▶ **Challenge**
Update the material below by replacing "exact bounding box" with "precise bounding box" wherever it occurs, leaving everything else unchanged. Omit the pictures from your answer.

(Source data)
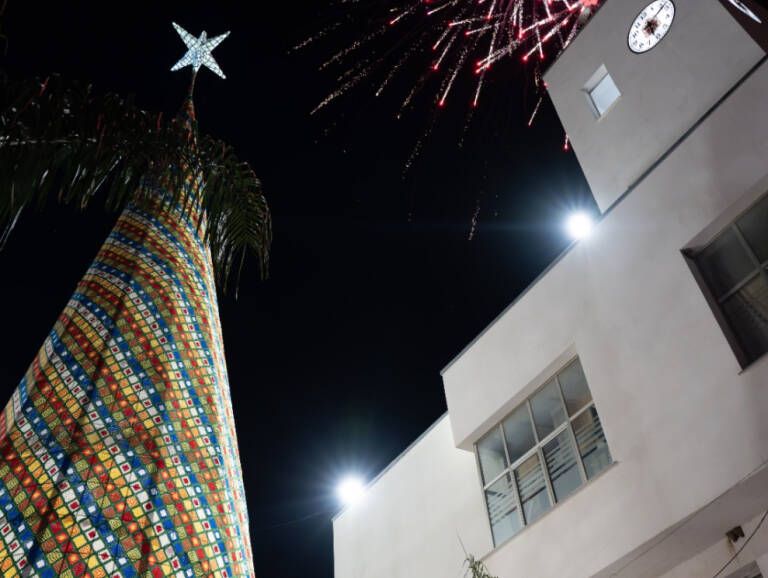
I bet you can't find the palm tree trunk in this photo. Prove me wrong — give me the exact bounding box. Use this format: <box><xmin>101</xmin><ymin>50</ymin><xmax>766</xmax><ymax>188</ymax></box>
<box><xmin>0</xmin><ymin>178</ymin><xmax>254</xmax><ymax>578</ymax></box>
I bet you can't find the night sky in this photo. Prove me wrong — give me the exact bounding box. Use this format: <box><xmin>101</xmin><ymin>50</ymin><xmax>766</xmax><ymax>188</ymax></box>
<box><xmin>0</xmin><ymin>0</ymin><xmax>593</xmax><ymax>578</ymax></box>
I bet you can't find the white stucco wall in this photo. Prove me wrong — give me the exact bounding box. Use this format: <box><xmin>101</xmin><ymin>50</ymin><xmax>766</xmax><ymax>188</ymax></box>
<box><xmin>444</xmin><ymin>36</ymin><xmax>768</xmax><ymax>578</ymax></box>
<box><xmin>333</xmin><ymin>416</ymin><xmax>490</xmax><ymax>578</ymax></box>
<box><xmin>334</xmin><ymin>0</ymin><xmax>768</xmax><ymax>578</ymax></box>
<box><xmin>545</xmin><ymin>0</ymin><xmax>764</xmax><ymax>210</ymax></box>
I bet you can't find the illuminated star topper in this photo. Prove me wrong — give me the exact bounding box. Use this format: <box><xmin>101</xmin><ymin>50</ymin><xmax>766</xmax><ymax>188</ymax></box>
<box><xmin>171</xmin><ymin>22</ymin><xmax>229</xmax><ymax>78</ymax></box>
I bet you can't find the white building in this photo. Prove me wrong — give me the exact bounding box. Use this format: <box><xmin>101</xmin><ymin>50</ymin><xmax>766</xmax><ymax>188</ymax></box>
<box><xmin>334</xmin><ymin>0</ymin><xmax>768</xmax><ymax>578</ymax></box>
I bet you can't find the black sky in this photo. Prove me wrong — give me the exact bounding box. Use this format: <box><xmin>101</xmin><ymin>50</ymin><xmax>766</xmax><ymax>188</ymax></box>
<box><xmin>0</xmin><ymin>0</ymin><xmax>592</xmax><ymax>578</ymax></box>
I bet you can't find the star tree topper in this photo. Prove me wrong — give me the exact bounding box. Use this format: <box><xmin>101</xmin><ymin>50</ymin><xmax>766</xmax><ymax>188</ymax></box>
<box><xmin>171</xmin><ymin>22</ymin><xmax>229</xmax><ymax>78</ymax></box>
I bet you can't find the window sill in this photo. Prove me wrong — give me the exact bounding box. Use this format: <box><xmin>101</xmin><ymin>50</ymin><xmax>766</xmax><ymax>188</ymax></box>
<box><xmin>738</xmin><ymin>351</ymin><xmax>768</xmax><ymax>375</ymax></box>
<box><xmin>480</xmin><ymin>456</ymin><xmax>620</xmax><ymax>562</ymax></box>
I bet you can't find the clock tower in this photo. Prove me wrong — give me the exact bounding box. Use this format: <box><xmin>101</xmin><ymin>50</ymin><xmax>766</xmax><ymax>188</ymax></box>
<box><xmin>545</xmin><ymin>0</ymin><xmax>768</xmax><ymax>212</ymax></box>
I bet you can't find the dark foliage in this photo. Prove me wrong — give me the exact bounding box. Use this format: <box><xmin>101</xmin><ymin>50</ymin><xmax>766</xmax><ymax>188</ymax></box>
<box><xmin>0</xmin><ymin>76</ymin><xmax>272</xmax><ymax>288</ymax></box>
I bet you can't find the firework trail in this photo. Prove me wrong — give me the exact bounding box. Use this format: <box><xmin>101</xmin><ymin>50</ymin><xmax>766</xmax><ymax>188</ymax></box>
<box><xmin>304</xmin><ymin>0</ymin><xmax>604</xmax><ymax>116</ymax></box>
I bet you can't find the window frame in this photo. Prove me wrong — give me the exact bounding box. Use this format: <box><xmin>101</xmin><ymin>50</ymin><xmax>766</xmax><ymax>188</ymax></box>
<box><xmin>682</xmin><ymin>193</ymin><xmax>768</xmax><ymax>371</ymax></box>
<box><xmin>473</xmin><ymin>356</ymin><xmax>616</xmax><ymax>549</ymax></box>
<box><xmin>582</xmin><ymin>64</ymin><xmax>622</xmax><ymax>120</ymax></box>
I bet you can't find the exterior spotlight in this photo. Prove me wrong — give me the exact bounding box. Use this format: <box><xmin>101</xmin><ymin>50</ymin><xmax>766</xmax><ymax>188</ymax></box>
<box><xmin>565</xmin><ymin>212</ymin><xmax>595</xmax><ymax>241</ymax></box>
<box><xmin>336</xmin><ymin>477</ymin><xmax>365</xmax><ymax>506</ymax></box>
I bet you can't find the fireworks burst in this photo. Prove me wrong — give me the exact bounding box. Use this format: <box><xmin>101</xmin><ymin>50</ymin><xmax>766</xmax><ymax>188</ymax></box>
<box><xmin>304</xmin><ymin>0</ymin><xmax>604</xmax><ymax>117</ymax></box>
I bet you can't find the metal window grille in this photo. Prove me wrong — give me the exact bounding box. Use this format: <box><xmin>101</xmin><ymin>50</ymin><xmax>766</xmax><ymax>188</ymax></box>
<box><xmin>687</xmin><ymin>196</ymin><xmax>768</xmax><ymax>368</ymax></box>
<box><xmin>475</xmin><ymin>359</ymin><xmax>613</xmax><ymax>546</ymax></box>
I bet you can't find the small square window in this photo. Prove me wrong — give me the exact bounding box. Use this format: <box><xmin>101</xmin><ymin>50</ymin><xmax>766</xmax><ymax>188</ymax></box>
<box><xmin>584</xmin><ymin>66</ymin><xmax>621</xmax><ymax>118</ymax></box>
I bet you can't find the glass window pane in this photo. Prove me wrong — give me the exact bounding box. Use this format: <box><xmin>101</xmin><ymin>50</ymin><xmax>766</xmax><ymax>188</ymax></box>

▶ **Task result**
I bet you can't find the palm tree trunk in this photo. Prove me wrong — give me the precise bounding box. Use this format: <box><xmin>101</xmin><ymin>50</ymin><xmax>766</xmax><ymax>188</ymax></box>
<box><xmin>0</xmin><ymin>178</ymin><xmax>254</xmax><ymax>578</ymax></box>
I bet you can't find the night sky in this photo. Prove me wrong — give me the precise bounding box. Use this format: <box><xmin>101</xmin><ymin>50</ymin><xmax>766</xmax><ymax>188</ymax></box>
<box><xmin>0</xmin><ymin>0</ymin><xmax>593</xmax><ymax>578</ymax></box>
I bet you can't find the white stucco wall in this photo. Prove me wrong — give me the precise bounding box. Use this format: <box><xmin>101</xmin><ymin>50</ymin><xmax>766</xmax><ymax>188</ymax></box>
<box><xmin>444</xmin><ymin>36</ymin><xmax>768</xmax><ymax>578</ymax></box>
<box><xmin>333</xmin><ymin>416</ymin><xmax>490</xmax><ymax>578</ymax></box>
<box><xmin>334</xmin><ymin>0</ymin><xmax>768</xmax><ymax>578</ymax></box>
<box><xmin>545</xmin><ymin>0</ymin><xmax>764</xmax><ymax>210</ymax></box>
I bet you can't find the illuminated star topper in this photo. Prove me wrong — give me the precise bounding box. Use this format: <box><xmin>101</xmin><ymin>50</ymin><xmax>766</xmax><ymax>188</ymax></box>
<box><xmin>171</xmin><ymin>22</ymin><xmax>229</xmax><ymax>78</ymax></box>
I bet you can't find the white building in this photo. Prove me wrong — give me the precise bounding box. Use this format: <box><xmin>101</xmin><ymin>50</ymin><xmax>766</xmax><ymax>188</ymax></box>
<box><xmin>334</xmin><ymin>0</ymin><xmax>768</xmax><ymax>578</ymax></box>
I bet you can't find the black sky in this photo. Prove me wrong — give me the precise bounding box. Use this format: <box><xmin>101</xmin><ymin>50</ymin><xmax>766</xmax><ymax>188</ymax></box>
<box><xmin>0</xmin><ymin>0</ymin><xmax>592</xmax><ymax>578</ymax></box>
I bet you can't find the star tree topper in this photo. Prove me wrong — give me the precise bounding box. Use this format: <box><xmin>101</xmin><ymin>50</ymin><xmax>766</xmax><ymax>188</ymax></box>
<box><xmin>171</xmin><ymin>22</ymin><xmax>229</xmax><ymax>78</ymax></box>
I bet you can't find the window sill in this photo. Prove me wrong — give me the precise bounding box. Use this format: <box><xmin>101</xmin><ymin>50</ymin><xmax>766</xmax><ymax>188</ymax></box>
<box><xmin>738</xmin><ymin>351</ymin><xmax>768</xmax><ymax>375</ymax></box>
<box><xmin>480</xmin><ymin>456</ymin><xmax>620</xmax><ymax>562</ymax></box>
I bet you can't find the clock tower in this photo. Prove me wrong — give me the precise bounding box. Use this format: <box><xmin>101</xmin><ymin>50</ymin><xmax>766</xmax><ymax>188</ymax></box>
<box><xmin>545</xmin><ymin>0</ymin><xmax>768</xmax><ymax>212</ymax></box>
I bet you can't find the dark foliage in this photo. Prove me wrong — give me the precise bounding box. Use this format: <box><xmin>101</xmin><ymin>50</ymin><xmax>766</xmax><ymax>188</ymax></box>
<box><xmin>0</xmin><ymin>76</ymin><xmax>272</xmax><ymax>288</ymax></box>
I bet you can't find the firework trail in this photo. Prove me wrong — give me the precise bounding box. Use this format: <box><xmin>101</xmin><ymin>50</ymin><xmax>766</xmax><ymax>188</ymax></box>
<box><xmin>304</xmin><ymin>0</ymin><xmax>604</xmax><ymax>116</ymax></box>
I bet you can't find the window frame in this photo. Prove me wrong — give me the precise bounding box. Use this format: <box><xmin>101</xmin><ymin>50</ymin><xmax>766</xmax><ymax>188</ymax></box>
<box><xmin>682</xmin><ymin>193</ymin><xmax>768</xmax><ymax>371</ymax></box>
<box><xmin>473</xmin><ymin>356</ymin><xmax>616</xmax><ymax>549</ymax></box>
<box><xmin>582</xmin><ymin>64</ymin><xmax>622</xmax><ymax>120</ymax></box>
I bet you can't find the exterior spotlight in this photo. Prove me wrong — give me the precise bounding box. Use this format: <box><xmin>101</xmin><ymin>50</ymin><xmax>766</xmax><ymax>188</ymax></box>
<box><xmin>565</xmin><ymin>212</ymin><xmax>595</xmax><ymax>241</ymax></box>
<box><xmin>336</xmin><ymin>477</ymin><xmax>365</xmax><ymax>506</ymax></box>
I bet you can't find the fireworks burst in this photo. Prove me wrong — give me the precise bounding box. Use this format: <box><xmin>101</xmin><ymin>50</ymin><xmax>766</xmax><ymax>188</ymax></box>
<box><xmin>304</xmin><ymin>0</ymin><xmax>604</xmax><ymax>117</ymax></box>
I bet you can't find the metal window grille in this photo. Prove me wrong — give me the precise bounding box. Use this format: <box><xmin>101</xmin><ymin>50</ymin><xmax>766</xmax><ymax>188</ymax></box>
<box><xmin>687</xmin><ymin>196</ymin><xmax>768</xmax><ymax>368</ymax></box>
<box><xmin>475</xmin><ymin>359</ymin><xmax>613</xmax><ymax>546</ymax></box>
I bet you can't find the small square window in this photo. Prove me wrong — give me the precise bounding box. Use this format: <box><xmin>101</xmin><ymin>50</ymin><xmax>766</xmax><ymax>188</ymax></box>
<box><xmin>584</xmin><ymin>66</ymin><xmax>621</xmax><ymax>118</ymax></box>
I bet you can't find the glass window pane in this photo. Prove me wrong — give me the precise bounding box. Use this format: <box><xmin>101</xmin><ymin>50</ymin><xmax>766</xmax><ymax>188</ymax></box>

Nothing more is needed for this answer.